• [Alıntılanan Metin]
•••••

Şirketinizi sektörde farklı kılan özellikler nelerdir?
BIBUS Endüstriyel olarak bizi sektörde öne çıkaran en temel özellik, değişimi sadece takip eden değil, bizzat yönlendiren bir yapıya sahip olmamızdır. Sürekli gelişim ilkemiz doğrultusunda, pazardaki ihtiyaçlara hızlı adapte olabilen, inovasyona açık ve proaktif bir ekip kültürü oluşturduk.
Ürünlerimizin yüksek kalite standartları, yalnızca teknik mükemmeliyet değil, aynı zamanda güvenilirlik ve uzun ömürlülük anlamına geliyor. Ancak fark yarattığımız asıl nokta, yalnızca ürün satmak değil; müşterilerimize değer katan, onların iş süreçlerini kolaylaştıran ve verimliliklerini artıran çözümler sunmak.
Her yeni ürünümüzde, her hizmet adımında, müşterilerimizin beklentilerini aşmayı hedefliyoruz. Bu yaklaşımımız sayesinde, sadece bir tedarikçi değil; uzun vadeli bir çözüm ortağı olarak konumlanıyoruz. Kısacası; inovasyona olan bağlılığımız, kaliteye verdiğimiz önem ve insana dokunan yaklaşımımız bizi sektörde gerçekten farklı kılıyor.
Çalışanlarınıza veya müşterilerinize lider olarak vermek istediğiniz en önemli mesaj nedir?
Hem ekip arkadaşlarımıza hem de müşterilerimize verdiğimiz en temel mesaj şudur: Biz çok çalışmaya, gelişmeye ve yenilikleri hayatın her alanına taşımaya kararlıyız. Değişen dünyada, sadece bugünü değil, yarını da düşünen bir anlayışla ilerliyoruz.
Firmamızın “Başarınızı destekliyoruz” sloganı, bizim için bir motto olmanın ötesinde bir sorumluluk ifadesi. Müşterilerimizin büyüme yolculuklarında yanlarında yürümek, onların hedeflerine ulaşmasında en güçlü destekçilerinden biri olmak bizim en önemli misyonlarımızdan biri. Çalışanlarımıza da her zaman şunu hatırlatıyoruz: Emeğiniz değerlidir, fikriniz kıymetlidir ve bu başarı hikâyesinin en önemli parçası sizsiniz.
Ergonomik ofis çözümleriyle ilgili geleceğe dair düşünceleriniz nelerdir?
Ergonomik çalışma masaları ve hareketli ofis mobilyaları, artık sadece bir tercih değil; çalışan sağlığı ve verimliliği açısından bir gereklilik haline geldi. Dünya genelinde hızla büyüyen bu trendin, Türkiye'de de aynı ivmeyle devam edeceğine inanıyoruz.

•••••

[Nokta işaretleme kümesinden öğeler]
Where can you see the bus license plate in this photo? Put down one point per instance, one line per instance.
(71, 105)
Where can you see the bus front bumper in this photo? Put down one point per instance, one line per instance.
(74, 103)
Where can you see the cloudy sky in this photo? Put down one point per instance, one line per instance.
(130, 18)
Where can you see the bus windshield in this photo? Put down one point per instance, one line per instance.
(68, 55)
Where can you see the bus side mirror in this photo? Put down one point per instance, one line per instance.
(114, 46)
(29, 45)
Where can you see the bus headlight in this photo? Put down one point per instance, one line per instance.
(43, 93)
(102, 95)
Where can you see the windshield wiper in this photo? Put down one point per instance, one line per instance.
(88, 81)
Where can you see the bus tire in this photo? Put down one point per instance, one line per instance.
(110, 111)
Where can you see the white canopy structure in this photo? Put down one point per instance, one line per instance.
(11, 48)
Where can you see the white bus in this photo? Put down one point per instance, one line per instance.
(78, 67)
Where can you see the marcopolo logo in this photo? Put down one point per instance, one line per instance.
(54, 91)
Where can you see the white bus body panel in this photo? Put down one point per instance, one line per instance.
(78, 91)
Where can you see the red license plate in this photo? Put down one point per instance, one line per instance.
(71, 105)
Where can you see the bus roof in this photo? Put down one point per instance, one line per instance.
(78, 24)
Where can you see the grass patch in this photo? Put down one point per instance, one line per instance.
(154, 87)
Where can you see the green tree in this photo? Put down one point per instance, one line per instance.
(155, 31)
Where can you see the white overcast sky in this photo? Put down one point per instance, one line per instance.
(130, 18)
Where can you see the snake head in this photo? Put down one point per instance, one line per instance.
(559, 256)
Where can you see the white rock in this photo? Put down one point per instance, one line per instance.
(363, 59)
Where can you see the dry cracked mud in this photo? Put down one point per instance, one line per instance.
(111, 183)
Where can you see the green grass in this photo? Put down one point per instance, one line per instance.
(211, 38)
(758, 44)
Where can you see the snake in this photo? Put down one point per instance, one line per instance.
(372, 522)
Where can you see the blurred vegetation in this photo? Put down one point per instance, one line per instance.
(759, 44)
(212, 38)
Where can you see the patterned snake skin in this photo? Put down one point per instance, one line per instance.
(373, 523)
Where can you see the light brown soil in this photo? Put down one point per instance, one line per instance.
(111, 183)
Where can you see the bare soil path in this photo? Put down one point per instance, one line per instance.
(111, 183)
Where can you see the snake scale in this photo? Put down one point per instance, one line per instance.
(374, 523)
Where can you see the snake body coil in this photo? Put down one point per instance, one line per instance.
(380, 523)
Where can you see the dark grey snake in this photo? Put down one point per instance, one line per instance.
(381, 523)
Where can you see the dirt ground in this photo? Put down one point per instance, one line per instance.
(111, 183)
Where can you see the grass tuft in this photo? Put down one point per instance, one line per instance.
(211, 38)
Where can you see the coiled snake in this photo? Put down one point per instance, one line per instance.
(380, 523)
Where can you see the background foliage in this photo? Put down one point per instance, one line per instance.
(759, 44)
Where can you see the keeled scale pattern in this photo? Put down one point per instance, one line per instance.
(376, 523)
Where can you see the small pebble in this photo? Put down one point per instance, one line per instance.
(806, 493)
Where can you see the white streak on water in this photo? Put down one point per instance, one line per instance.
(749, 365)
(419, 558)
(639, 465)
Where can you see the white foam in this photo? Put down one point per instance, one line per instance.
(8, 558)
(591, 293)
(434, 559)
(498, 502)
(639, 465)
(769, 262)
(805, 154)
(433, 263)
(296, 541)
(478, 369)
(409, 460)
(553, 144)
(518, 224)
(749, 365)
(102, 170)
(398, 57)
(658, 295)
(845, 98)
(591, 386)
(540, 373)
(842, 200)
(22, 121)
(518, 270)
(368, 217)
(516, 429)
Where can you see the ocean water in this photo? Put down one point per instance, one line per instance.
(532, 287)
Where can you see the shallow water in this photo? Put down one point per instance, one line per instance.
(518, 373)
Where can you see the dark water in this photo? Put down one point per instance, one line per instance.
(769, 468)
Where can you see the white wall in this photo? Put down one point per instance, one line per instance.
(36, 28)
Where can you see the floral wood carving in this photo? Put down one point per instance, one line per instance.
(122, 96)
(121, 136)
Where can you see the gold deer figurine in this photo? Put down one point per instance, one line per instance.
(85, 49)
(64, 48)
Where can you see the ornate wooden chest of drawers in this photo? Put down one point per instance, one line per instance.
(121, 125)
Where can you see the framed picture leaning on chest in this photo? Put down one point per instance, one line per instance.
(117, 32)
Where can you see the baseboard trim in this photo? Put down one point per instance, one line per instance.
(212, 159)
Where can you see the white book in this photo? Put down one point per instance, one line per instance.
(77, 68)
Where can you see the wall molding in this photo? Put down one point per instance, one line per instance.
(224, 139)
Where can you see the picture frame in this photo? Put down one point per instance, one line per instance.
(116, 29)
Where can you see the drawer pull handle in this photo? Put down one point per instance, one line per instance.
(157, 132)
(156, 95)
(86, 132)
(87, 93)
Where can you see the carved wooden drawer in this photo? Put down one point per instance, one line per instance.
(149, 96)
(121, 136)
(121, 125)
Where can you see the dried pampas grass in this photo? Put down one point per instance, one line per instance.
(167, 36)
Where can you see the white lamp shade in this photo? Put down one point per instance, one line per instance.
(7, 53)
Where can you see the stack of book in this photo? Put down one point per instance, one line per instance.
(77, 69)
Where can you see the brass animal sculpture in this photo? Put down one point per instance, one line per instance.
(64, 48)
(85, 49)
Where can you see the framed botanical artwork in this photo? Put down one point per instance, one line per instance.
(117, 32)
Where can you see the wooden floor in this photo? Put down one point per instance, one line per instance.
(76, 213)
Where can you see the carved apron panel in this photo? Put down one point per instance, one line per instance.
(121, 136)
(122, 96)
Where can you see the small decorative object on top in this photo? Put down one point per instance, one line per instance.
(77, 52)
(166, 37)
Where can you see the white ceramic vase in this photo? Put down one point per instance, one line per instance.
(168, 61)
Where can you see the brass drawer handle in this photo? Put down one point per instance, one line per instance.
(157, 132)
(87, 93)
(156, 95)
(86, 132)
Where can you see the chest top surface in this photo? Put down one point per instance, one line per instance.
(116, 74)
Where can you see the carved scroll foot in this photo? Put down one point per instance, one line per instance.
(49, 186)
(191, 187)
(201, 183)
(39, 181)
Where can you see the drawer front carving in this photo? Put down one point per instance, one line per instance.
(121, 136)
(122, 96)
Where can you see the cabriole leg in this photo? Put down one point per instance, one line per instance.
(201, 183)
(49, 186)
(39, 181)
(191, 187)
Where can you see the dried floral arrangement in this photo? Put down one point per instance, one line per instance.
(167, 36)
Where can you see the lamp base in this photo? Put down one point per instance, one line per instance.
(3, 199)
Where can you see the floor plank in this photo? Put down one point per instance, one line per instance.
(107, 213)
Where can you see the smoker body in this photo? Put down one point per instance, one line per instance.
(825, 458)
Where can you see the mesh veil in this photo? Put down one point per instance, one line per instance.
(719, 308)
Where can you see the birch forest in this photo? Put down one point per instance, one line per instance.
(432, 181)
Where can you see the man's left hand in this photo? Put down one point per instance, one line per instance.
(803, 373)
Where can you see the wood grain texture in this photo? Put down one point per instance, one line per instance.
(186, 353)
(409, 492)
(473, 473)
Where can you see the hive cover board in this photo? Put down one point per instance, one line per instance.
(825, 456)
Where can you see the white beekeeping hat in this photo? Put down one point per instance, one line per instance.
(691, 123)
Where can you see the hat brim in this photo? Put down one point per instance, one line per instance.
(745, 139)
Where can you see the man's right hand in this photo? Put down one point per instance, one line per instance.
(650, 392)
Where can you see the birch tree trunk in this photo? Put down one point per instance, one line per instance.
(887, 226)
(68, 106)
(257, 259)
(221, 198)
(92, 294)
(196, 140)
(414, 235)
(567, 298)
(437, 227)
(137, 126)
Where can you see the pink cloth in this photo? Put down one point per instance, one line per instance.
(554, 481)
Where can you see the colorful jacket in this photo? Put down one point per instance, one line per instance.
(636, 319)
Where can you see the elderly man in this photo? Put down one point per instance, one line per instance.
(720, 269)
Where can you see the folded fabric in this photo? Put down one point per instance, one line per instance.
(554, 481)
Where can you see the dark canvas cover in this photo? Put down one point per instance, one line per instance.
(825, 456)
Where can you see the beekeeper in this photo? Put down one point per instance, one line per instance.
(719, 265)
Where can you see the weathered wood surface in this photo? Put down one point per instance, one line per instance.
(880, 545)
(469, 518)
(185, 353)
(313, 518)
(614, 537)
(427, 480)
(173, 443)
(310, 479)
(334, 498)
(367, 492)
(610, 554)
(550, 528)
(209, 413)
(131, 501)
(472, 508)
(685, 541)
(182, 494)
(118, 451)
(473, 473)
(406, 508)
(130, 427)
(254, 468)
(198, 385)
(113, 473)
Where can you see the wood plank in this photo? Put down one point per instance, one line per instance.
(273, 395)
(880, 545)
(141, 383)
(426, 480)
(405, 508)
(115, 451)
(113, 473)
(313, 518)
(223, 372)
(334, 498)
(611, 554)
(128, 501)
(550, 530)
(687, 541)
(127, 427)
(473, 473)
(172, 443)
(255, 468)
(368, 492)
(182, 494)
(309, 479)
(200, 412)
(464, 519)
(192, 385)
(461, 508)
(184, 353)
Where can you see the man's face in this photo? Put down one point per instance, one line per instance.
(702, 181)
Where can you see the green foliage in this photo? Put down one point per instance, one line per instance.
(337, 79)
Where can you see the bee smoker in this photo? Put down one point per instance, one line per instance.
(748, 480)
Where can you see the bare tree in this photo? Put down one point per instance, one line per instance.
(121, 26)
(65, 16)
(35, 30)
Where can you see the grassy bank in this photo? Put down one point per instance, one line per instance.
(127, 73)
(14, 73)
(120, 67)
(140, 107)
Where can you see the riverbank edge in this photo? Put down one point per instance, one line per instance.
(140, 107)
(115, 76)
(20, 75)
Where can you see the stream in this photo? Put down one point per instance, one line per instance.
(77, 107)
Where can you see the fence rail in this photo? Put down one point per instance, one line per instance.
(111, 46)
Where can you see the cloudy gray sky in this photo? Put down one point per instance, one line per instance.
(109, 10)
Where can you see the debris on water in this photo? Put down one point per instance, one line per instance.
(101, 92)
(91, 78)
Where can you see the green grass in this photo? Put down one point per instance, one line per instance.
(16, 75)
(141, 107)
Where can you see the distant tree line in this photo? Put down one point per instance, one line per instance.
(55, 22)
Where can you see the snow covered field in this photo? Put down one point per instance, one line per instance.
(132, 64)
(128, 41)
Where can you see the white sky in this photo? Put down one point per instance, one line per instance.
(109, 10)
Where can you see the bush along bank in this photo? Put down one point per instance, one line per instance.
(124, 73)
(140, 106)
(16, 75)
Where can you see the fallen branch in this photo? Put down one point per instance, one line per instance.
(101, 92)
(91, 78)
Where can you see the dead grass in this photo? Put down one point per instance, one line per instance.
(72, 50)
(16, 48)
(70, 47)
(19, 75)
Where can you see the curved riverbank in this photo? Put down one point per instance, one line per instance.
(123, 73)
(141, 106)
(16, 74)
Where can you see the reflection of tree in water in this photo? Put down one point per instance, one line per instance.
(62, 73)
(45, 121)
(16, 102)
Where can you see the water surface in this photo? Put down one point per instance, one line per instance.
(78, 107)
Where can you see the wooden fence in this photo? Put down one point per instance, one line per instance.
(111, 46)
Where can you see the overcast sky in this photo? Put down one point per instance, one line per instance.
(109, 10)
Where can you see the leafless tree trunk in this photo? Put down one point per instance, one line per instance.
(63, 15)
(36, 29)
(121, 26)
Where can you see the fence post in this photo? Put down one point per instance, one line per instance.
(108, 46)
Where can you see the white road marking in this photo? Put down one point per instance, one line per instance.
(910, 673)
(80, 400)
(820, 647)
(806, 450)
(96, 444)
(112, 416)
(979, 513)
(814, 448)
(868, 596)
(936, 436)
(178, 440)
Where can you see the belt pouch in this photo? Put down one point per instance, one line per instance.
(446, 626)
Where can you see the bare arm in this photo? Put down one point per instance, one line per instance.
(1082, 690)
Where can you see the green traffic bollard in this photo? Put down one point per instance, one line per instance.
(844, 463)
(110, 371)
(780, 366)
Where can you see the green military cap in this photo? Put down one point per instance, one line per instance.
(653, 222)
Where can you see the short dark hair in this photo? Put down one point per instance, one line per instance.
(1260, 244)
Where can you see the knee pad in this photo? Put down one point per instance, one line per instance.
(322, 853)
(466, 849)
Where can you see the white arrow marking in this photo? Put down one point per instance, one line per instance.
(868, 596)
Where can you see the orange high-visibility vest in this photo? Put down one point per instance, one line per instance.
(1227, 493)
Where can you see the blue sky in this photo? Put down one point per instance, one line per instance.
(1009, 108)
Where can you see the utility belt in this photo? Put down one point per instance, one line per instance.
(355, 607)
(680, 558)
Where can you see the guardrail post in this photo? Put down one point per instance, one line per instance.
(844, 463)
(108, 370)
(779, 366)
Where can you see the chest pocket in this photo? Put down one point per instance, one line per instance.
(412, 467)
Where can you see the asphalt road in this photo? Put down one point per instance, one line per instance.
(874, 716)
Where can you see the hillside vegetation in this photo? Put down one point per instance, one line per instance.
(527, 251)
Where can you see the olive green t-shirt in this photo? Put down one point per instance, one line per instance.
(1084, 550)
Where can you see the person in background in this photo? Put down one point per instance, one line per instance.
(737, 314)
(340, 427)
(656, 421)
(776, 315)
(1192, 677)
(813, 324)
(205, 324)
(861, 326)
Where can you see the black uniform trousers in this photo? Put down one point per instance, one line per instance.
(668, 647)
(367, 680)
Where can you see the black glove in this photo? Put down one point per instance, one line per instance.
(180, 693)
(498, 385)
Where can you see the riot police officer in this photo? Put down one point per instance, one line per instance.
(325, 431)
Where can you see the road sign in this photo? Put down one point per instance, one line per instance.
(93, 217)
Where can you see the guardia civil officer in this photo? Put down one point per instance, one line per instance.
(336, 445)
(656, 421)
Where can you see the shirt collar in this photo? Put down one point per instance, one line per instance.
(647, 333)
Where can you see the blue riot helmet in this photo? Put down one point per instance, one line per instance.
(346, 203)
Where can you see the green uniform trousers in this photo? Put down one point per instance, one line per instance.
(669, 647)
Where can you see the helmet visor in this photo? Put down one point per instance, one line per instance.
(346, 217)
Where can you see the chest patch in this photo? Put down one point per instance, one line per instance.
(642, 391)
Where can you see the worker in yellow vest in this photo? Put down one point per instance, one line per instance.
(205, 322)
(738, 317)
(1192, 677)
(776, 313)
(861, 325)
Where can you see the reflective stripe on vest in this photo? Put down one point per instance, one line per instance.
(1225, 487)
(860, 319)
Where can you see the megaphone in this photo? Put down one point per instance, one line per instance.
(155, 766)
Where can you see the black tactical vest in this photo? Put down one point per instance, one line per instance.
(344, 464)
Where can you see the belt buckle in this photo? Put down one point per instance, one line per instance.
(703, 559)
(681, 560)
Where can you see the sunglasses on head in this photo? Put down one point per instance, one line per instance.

•••••

• [Görev 1] Alıntılanan metne göre şirket, kendisini neden yalnızca bir tedarikçi değil de uzun vadeli bir çözüm ortağı olarak konumlandırabiliyor? Bir ila üç cümleyle açıklayın.
• [Görev 2] Alıntılanan metinde "Çalışanlarınıza veya müşterilerinize" ifadesiyle başlayıp "dair düşünceleriniz nelerdir?" ifadesine kadar süren bölümü kelimesi kelimesine aktarın.

• [Görev Yanıtı 1] Şirket, her yeni ürününde ve her hizmet adımında müşterilerinin beklentilerini aşmayı hedefliyor. Metne göre bu yaklaşım sayesinde kendisini yalnızca bir tedarikçi olarak değil, uzun vadeli bir çözüm ortağı olarak konumlandırıyor.

• [Görev Yanıtı 2]
Çalışanlarınıza veya müşterilerinize lider olarak vermek istediğiniz en önemli mesaj nedir?
Hem ekip arkadaşlarımıza hem de müşterilerimize verdiğimiz en temel mesaj şudur: Biz çok çalışmaya, gelişmeye ve yenilikleri hayatın her alanına taşımaya kararlıyız. Değişen dünyada, sadece bugünü değil, yarını da düşünen bir anlayışla ilerliyoruz.
Firmamızın “Başarınızı destekliyoruz” sloganı, bizim için bir motto olmanın ötesinde bir sorumluluk ifadesi. Müşterilerimizin büyüme yolculuklarında yanlarında yürümek, onların hedeflerine ulaşmasında en güçlü destekçilerinden biri olmak bizim en önemli misyonlarımızdan biri. Çalışanlarımıza da her zaman şunu hatırlatıyoruz: Emeğiniz değerlidir, fikriniz kıymetlidir ve bu başarı hikâyesinin en önemli parçası sizsiniz.
Ergonomik ofis çözümleriyle ilgili geleceğe dair düşünceleriniz nelerdir?